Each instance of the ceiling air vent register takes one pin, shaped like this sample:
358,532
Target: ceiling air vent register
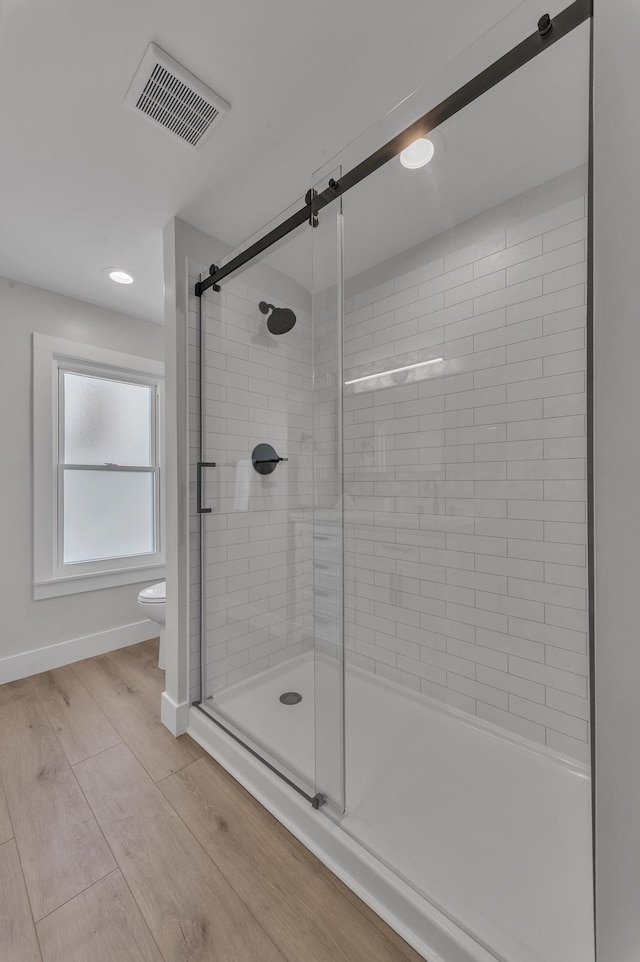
165,92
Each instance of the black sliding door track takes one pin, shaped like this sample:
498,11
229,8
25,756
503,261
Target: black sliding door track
548,32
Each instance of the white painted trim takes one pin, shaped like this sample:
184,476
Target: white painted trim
28,663
430,932
50,578
92,582
174,716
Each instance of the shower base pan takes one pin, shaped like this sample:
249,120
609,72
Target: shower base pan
473,844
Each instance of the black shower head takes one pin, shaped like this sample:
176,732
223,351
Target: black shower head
281,319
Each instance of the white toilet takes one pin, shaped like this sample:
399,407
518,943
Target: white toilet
152,602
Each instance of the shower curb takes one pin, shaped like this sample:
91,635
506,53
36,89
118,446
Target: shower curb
426,929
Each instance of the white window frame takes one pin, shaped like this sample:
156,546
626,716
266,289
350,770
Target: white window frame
52,357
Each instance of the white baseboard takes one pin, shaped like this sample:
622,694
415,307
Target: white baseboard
28,663
174,716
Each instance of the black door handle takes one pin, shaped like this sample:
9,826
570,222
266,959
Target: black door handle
201,465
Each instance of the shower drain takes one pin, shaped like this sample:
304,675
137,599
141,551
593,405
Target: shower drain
290,697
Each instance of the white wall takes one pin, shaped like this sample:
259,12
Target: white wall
465,492
27,624
616,472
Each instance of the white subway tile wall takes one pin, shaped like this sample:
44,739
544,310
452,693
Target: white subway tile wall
464,481
465,490
259,543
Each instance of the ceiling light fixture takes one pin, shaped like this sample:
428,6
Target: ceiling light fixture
417,154
119,276
395,370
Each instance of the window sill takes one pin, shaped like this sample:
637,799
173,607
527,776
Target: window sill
96,581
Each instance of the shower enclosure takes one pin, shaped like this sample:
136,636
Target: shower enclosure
389,539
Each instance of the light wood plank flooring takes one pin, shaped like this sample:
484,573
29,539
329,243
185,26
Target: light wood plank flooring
119,843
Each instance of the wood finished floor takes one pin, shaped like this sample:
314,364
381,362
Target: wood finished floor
120,843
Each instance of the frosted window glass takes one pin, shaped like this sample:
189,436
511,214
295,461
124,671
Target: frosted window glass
106,422
108,514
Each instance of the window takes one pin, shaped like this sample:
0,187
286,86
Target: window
97,468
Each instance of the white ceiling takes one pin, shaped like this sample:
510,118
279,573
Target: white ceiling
86,183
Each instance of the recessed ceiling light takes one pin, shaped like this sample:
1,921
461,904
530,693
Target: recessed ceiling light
417,154
118,275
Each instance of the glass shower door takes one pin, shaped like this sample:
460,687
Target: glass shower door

= = = =

TASK OBJECTIVE
Copy out, word for word, the lines of the records above, from the line holding "Each instance of the recessed" through the last line of the records, both ends included.

TASK OUTPUT
Each instance of the recessed ceiling light takes one pin, shaped like this sample:
1,921
461,904
530,693
Target: recessed ceiling light
417,154
118,275
Each instance of the glass shower door takes one pin, shaped like this sample:
460,687
Target: glass shower door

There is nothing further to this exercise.